- WORK INSTRUCTIONS
As soon as the line containing "In the picture above, where can the heart" appears, copy it and every following line word for word until the records end.

----------------

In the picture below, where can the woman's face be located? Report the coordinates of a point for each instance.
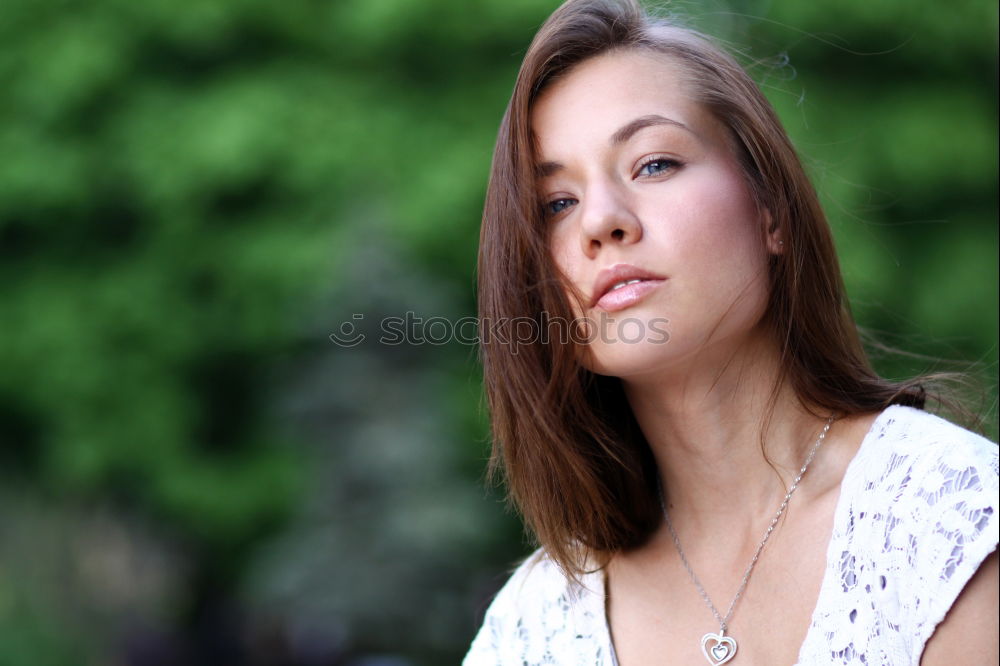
(649, 216)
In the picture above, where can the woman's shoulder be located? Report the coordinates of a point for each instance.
(542, 611)
(918, 516)
(908, 448)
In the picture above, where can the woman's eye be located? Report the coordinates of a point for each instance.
(557, 206)
(657, 166)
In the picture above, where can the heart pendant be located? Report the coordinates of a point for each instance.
(718, 648)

----------------

- ANSWER SPACE
In the picture above, where can the heart pendant be located? Report the coordinates of a point for each instance.
(718, 648)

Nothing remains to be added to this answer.